Objective. Return each entry exactly, omitting nothing.

Dataset content.
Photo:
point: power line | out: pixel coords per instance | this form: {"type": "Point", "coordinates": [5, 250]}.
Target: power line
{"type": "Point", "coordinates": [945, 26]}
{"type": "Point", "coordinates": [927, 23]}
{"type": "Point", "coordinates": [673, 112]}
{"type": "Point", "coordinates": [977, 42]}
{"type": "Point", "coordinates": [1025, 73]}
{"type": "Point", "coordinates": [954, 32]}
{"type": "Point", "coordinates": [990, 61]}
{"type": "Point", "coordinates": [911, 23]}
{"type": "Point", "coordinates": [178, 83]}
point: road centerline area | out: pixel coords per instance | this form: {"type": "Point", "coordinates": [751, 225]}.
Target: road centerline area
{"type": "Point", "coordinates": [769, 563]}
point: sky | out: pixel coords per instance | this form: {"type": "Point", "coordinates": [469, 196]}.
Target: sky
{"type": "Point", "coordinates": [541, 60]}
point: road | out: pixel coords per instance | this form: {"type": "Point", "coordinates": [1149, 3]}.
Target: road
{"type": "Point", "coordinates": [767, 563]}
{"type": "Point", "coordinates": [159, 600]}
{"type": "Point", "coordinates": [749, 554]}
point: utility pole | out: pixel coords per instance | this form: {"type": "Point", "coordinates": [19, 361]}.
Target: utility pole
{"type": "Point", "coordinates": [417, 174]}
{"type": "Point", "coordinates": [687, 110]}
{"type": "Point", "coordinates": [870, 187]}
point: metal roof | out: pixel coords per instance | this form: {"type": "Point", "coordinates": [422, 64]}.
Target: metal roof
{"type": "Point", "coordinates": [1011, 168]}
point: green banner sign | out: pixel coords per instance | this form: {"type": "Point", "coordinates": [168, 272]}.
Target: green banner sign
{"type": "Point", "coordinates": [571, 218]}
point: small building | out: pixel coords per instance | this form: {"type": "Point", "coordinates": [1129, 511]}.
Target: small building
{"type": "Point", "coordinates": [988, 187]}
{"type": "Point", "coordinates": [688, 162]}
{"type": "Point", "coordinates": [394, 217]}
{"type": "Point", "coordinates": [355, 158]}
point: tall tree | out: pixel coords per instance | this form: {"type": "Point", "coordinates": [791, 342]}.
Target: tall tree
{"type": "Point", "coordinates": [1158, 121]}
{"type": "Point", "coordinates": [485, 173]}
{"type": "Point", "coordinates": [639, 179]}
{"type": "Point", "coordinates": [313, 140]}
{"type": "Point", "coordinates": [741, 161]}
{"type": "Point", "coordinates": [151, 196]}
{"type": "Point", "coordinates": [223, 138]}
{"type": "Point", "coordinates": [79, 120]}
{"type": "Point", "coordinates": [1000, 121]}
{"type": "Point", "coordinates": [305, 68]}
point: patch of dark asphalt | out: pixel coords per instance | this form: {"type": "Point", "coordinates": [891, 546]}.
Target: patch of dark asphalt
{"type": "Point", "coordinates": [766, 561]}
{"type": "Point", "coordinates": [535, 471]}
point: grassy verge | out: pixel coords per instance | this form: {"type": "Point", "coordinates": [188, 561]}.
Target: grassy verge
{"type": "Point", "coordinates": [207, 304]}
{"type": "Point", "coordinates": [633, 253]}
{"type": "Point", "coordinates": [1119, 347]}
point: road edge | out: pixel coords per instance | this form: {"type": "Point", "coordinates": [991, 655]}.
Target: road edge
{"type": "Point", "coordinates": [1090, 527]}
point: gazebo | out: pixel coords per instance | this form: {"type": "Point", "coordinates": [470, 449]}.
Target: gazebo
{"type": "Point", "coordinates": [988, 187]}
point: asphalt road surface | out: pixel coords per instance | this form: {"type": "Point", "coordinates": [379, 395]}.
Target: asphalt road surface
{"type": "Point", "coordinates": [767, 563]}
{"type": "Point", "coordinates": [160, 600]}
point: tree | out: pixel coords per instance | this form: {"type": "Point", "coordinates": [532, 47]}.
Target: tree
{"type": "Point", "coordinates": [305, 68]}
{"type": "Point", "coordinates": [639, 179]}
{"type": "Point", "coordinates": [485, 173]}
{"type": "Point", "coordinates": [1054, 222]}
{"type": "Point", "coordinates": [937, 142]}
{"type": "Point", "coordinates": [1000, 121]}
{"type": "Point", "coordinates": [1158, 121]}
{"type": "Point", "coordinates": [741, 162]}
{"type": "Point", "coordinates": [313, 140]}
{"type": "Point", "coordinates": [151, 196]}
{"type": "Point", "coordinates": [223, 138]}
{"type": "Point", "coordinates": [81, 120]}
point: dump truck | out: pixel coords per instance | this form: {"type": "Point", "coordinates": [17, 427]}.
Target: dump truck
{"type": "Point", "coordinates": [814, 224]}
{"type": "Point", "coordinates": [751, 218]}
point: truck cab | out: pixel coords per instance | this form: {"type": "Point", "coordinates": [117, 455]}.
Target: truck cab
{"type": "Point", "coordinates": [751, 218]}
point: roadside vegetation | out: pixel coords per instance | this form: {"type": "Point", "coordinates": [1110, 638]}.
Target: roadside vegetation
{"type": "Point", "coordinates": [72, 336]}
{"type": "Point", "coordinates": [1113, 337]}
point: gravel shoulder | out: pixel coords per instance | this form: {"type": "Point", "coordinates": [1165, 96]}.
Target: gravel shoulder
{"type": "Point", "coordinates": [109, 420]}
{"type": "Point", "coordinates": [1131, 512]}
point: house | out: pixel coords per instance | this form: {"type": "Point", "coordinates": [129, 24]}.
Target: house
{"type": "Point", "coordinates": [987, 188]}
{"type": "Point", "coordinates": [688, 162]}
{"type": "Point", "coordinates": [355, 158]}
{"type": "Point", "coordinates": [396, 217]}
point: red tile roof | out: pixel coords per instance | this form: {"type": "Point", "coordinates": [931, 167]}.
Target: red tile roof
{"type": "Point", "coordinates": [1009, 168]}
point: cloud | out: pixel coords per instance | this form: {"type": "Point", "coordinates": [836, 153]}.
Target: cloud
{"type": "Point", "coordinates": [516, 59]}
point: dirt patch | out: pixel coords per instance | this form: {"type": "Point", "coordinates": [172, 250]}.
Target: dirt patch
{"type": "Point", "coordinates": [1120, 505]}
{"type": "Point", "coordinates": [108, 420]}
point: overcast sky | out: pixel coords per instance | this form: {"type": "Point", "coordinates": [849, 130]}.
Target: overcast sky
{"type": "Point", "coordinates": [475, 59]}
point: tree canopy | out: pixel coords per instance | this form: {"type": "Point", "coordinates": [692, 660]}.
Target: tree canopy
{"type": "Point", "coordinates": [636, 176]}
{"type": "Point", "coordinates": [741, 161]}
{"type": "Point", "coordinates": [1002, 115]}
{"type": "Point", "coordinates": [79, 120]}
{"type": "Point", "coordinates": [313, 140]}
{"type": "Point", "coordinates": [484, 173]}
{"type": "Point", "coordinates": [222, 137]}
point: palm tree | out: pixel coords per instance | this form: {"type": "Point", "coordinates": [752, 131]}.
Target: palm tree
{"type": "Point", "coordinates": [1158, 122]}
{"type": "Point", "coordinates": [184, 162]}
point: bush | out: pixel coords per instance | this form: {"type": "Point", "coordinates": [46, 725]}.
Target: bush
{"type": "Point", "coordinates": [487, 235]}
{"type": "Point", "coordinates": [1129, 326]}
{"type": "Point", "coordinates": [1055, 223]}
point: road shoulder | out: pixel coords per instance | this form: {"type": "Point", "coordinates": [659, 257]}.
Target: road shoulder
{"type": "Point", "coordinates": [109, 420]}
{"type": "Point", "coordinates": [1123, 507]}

Full answer.
Photo:
point: power line | out: pixel coords per instance | this form: {"type": "Point", "coordinates": [5, 250]}.
Target: power line
{"type": "Point", "coordinates": [945, 26]}
{"type": "Point", "coordinates": [927, 23]}
{"type": "Point", "coordinates": [673, 112]}
{"type": "Point", "coordinates": [977, 42]}
{"type": "Point", "coordinates": [1025, 73]}
{"type": "Point", "coordinates": [954, 32]}
{"type": "Point", "coordinates": [990, 61]}
{"type": "Point", "coordinates": [911, 23]}
{"type": "Point", "coordinates": [178, 83]}
point: road centerline area | out: pixel coords per instance | this form: {"type": "Point", "coordinates": [751, 225]}.
Target: road centerline area
{"type": "Point", "coordinates": [769, 563]}
point: sky | out: pixel coords per instance | this form: {"type": "Point", "coordinates": [469, 196]}.
Target: sky
{"type": "Point", "coordinates": [541, 60]}
point: road | out: pixel coords per instance | this form: {"type": "Point", "coordinates": [1149, 3]}.
Target: road
{"type": "Point", "coordinates": [767, 563]}
{"type": "Point", "coordinates": [159, 600]}
{"type": "Point", "coordinates": [749, 554]}
point: utility pole | out: pixel coords per instance | this form: {"type": "Point", "coordinates": [19, 361]}.
Target: utility pole
{"type": "Point", "coordinates": [417, 174]}
{"type": "Point", "coordinates": [687, 110]}
{"type": "Point", "coordinates": [870, 187]}
point: metal roof | out: pixel coords per instance | this form: {"type": "Point", "coordinates": [422, 64]}.
Target: metal roof
{"type": "Point", "coordinates": [1011, 168]}
point: green banner sign | out: pixel coords per instance | this form: {"type": "Point", "coordinates": [168, 272]}.
Target: green banner sign
{"type": "Point", "coordinates": [571, 218]}
point: small building | out: pixel coords per instance | this form: {"type": "Point", "coordinates": [1129, 511]}.
Target: small building
{"type": "Point", "coordinates": [988, 187]}
{"type": "Point", "coordinates": [688, 162]}
{"type": "Point", "coordinates": [394, 217]}
{"type": "Point", "coordinates": [355, 158]}
point: tall tree | out: pixel coords per instance | this form: {"type": "Point", "coordinates": [791, 342]}.
Target: tall tree
{"type": "Point", "coordinates": [1158, 121]}
{"type": "Point", "coordinates": [485, 173]}
{"type": "Point", "coordinates": [639, 179]}
{"type": "Point", "coordinates": [313, 140]}
{"type": "Point", "coordinates": [741, 161]}
{"type": "Point", "coordinates": [151, 196]}
{"type": "Point", "coordinates": [223, 138]}
{"type": "Point", "coordinates": [79, 120]}
{"type": "Point", "coordinates": [1000, 121]}
{"type": "Point", "coordinates": [305, 68]}
point: patch of dark asphalt | out: pixel coords per instance | this form: {"type": "Point", "coordinates": [891, 546]}.
Target: patch of dark asphalt
{"type": "Point", "coordinates": [766, 561]}
{"type": "Point", "coordinates": [535, 471]}
point: grassy verge | out: pixel coords per instance | this form: {"type": "Point", "coordinates": [188, 561]}.
Target: grassy verge
{"type": "Point", "coordinates": [207, 304]}
{"type": "Point", "coordinates": [633, 253]}
{"type": "Point", "coordinates": [1119, 347]}
point: road edge | out: pixel coords per instance | this form: {"type": "Point", "coordinates": [991, 655]}.
Target: road edge
{"type": "Point", "coordinates": [1090, 527]}
point: gazebo | out: pixel coords per instance | this form: {"type": "Point", "coordinates": [470, 449]}.
Target: gazebo
{"type": "Point", "coordinates": [988, 187]}
point: asphalt road surface | out: pixel coords per instance | this form: {"type": "Point", "coordinates": [379, 395]}.
Target: asphalt road surface
{"type": "Point", "coordinates": [767, 563]}
{"type": "Point", "coordinates": [160, 600]}
point: tree | out: pixel coords per instance | this form: {"type": "Point", "coordinates": [532, 47]}.
Target: tree
{"type": "Point", "coordinates": [305, 68]}
{"type": "Point", "coordinates": [639, 179]}
{"type": "Point", "coordinates": [485, 173]}
{"type": "Point", "coordinates": [1054, 222]}
{"type": "Point", "coordinates": [937, 142]}
{"type": "Point", "coordinates": [1000, 121]}
{"type": "Point", "coordinates": [1158, 121]}
{"type": "Point", "coordinates": [741, 162]}
{"type": "Point", "coordinates": [313, 140]}
{"type": "Point", "coordinates": [151, 196]}
{"type": "Point", "coordinates": [223, 138]}
{"type": "Point", "coordinates": [81, 120]}
point: dump truck | out: pixel coords per instance | this form: {"type": "Point", "coordinates": [17, 427]}.
Target: dump truck
{"type": "Point", "coordinates": [814, 224]}
{"type": "Point", "coordinates": [751, 218]}
point: truck cab | out: pixel coords per instance | this form: {"type": "Point", "coordinates": [117, 455]}.
Target: truck cab
{"type": "Point", "coordinates": [751, 218]}
point: roadside vegetation | out: pixel coords per instance | this form: {"type": "Point", "coordinates": [1110, 638]}.
Target: roadside vegetation
{"type": "Point", "coordinates": [72, 336]}
{"type": "Point", "coordinates": [1113, 337]}
point: gravel shoulder | out: pixel coords per instance | this form: {"type": "Point", "coordinates": [1165, 96]}.
Target: gravel shoulder
{"type": "Point", "coordinates": [109, 420]}
{"type": "Point", "coordinates": [1131, 512]}
point: house | out: pixel coords per instance | this form: {"type": "Point", "coordinates": [129, 24]}.
Target: house
{"type": "Point", "coordinates": [987, 188]}
{"type": "Point", "coordinates": [688, 162]}
{"type": "Point", "coordinates": [355, 158]}
{"type": "Point", "coordinates": [396, 217]}
point: red tile roof | out: pixel coords per instance | this form: {"type": "Point", "coordinates": [931, 167]}.
Target: red tile roof
{"type": "Point", "coordinates": [1009, 168]}
point: cloud | out: pixel coords per instance | this form: {"type": "Point", "coordinates": [836, 153]}.
Target: cloud
{"type": "Point", "coordinates": [516, 59]}
point: dirt patch | out: pixel coords per instance | this form: {"type": "Point", "coordinates": [172, 250]}.
Target: dirt patch
{"type": "Point", "coordinates": [1120, 505]}
{"type": "Point", "coordinates": [108, 420]}
point: overcast sky | out: pixel coords per instance | this form: {"type": "Point", "coordinates": [849, 130]}.
Target: overcast sky
{"type": "Point", "coordinates": [475, 59]}
point: tree canopy | out: pixel coords per instance | this form: {"type": "Point", "coordinates": [692, 660]}.
Target: tree canopy
{"type": "Point", "coordinates": [636, 176]}
{"type": "Point", "coordinates": [741, 161]}
{"type": "Point", "coordinates": [1002, 115]}
{"type": "Point", "coordinates": [79, 120]}
{"type": "Point", "coordinates": [313, 140]}
{"type": "Point", "coordinates": [484, 173]}
{"type": "Point", "coordinates": [222, 137]}
point: palm tree | out: pixel coords per instance | this form: {"type": "Point", "coordinates": [752, 131]}.
Target: palm tree
{"type": "Point", "coordinates": [1158, 122]}
{"type": "Point", "coordinates": [184, 162]}
point: bush | out: pixel coords per instance | this form: {"type": "Point", "coordinates": [46, 725]}.
Target: bush
{"type": "Point", "coordinates": [487, 235]}
{"type": "Point", "coordinates": [1129, 326]}
{"type": "Point", "coordinates": [1055, 223]}
point: road shoulder | out: pixel coords per instance | this form: {"type": "Point", "coordinates": [659, 257]}.
Target: road shoulder
{"type": "Point", "coordinates": [109, 420]}
{"type": "Point", "coordinates": [1123, 507]}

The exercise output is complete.